## STATED PROBLEM
Copy out each item below, replacing "scan" with "image" and keeping everything else unchanged. Leave the pictures out of your copy.

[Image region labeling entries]
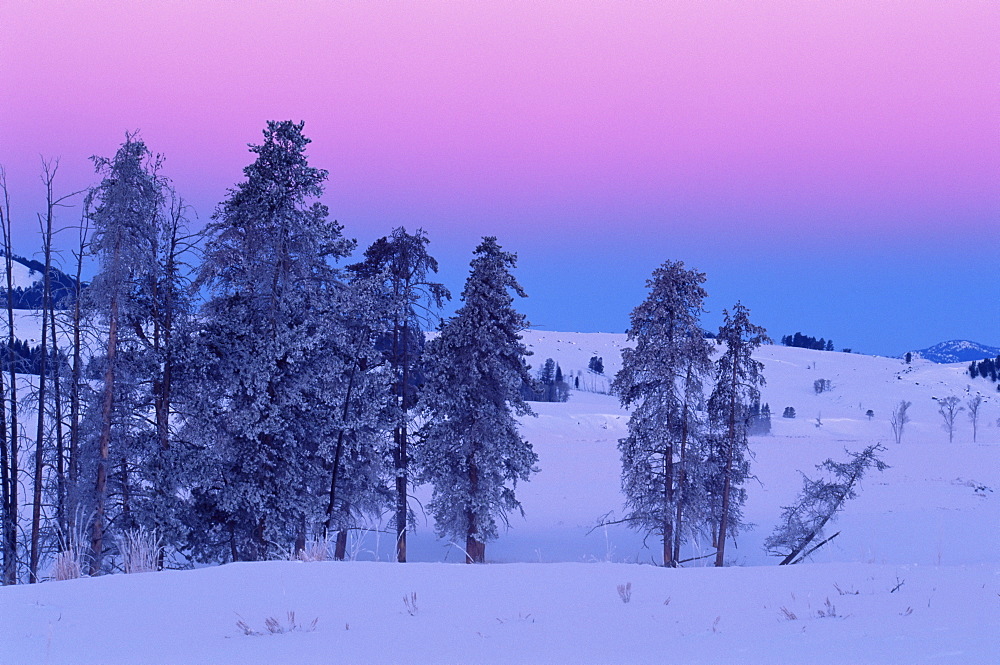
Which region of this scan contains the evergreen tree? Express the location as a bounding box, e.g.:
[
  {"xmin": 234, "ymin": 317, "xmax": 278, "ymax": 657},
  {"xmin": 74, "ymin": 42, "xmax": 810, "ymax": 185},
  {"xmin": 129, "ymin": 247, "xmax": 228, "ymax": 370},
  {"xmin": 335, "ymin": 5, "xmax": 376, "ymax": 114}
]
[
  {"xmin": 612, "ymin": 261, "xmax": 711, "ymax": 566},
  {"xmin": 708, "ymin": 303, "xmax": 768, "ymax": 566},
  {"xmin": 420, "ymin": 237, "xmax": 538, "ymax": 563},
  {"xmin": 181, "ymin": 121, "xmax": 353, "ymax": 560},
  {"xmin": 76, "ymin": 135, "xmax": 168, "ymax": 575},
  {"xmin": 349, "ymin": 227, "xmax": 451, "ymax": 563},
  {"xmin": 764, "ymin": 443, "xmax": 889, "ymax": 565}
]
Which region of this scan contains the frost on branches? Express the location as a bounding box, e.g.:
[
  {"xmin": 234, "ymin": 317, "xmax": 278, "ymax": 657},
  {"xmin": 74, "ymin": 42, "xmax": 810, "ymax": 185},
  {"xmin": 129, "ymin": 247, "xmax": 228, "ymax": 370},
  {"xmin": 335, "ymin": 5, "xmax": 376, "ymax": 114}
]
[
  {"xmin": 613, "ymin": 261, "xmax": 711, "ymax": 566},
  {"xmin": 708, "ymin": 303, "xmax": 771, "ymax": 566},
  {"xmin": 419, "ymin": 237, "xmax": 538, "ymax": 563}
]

## RESULT FOR THIS EXERCISE
Which region of this image contains the evergreen tree? Express the location as a bounding box, e.g.:
[
  {"xmin": 234, "ymin": 317, "xmax": 278, "ymax": 657},
  {"xmin": 74, "ymin": 42, "xmax": 810, "ymax": 185},
  {"xmin": 129, "ymin": 247, "xmax": 228, "ymax": 370},
  {"xmin": 335, "ymin": 5, "xmax": 376, "ymax": 114}
]
[
  {"xmin": 612, "ymin": 261, "xmax": 711, "ymax": 566},
  {"xmin": 708, "ymin": 303, "xmax": 768, "ymax": 566},
  {"xmin": 420, "ymin": 237, "xmax": 538, "ymax": 563},
  {"xmin": 181, "ymin": 121, "xmax": 353, "ymax": 560},
  {"xmin": 76, "ymin": 135, "xmax": 168, "ymax": 575},
  {"xmin": 349, "ymin": 227, "xmax": 451, "ymax": 563},
  {"xmin": 764, "ymin": 443, "xmax": 889, "ymax": 565}
]
Which region of this image contains the frost on branches? Express the location as a bounding box, e.g.:
[
  {"xmin": 234, "ymin": 317, "xmax": 278, "ymax": 657},
  {"xmin": 74, "ymin": 42, "xmax": 810, "ymax": 185},
  {"xmin": 129, "ymin": 247, "xmax": 228, "ymax": 370},
  {"xmin": 335, "ymin": 5, "xmax": 376, "ymax": 114}
]
[
  {"xmin": 613, "ymin": 261, "xmax": 711, "ymax": 566},
  {"xmin": 708, "ymin": 303, "xmax": 771, "ymax": 566},
  {"xmin": 419, "ymin": 237, "xmax": 538, "ymax": 563}
]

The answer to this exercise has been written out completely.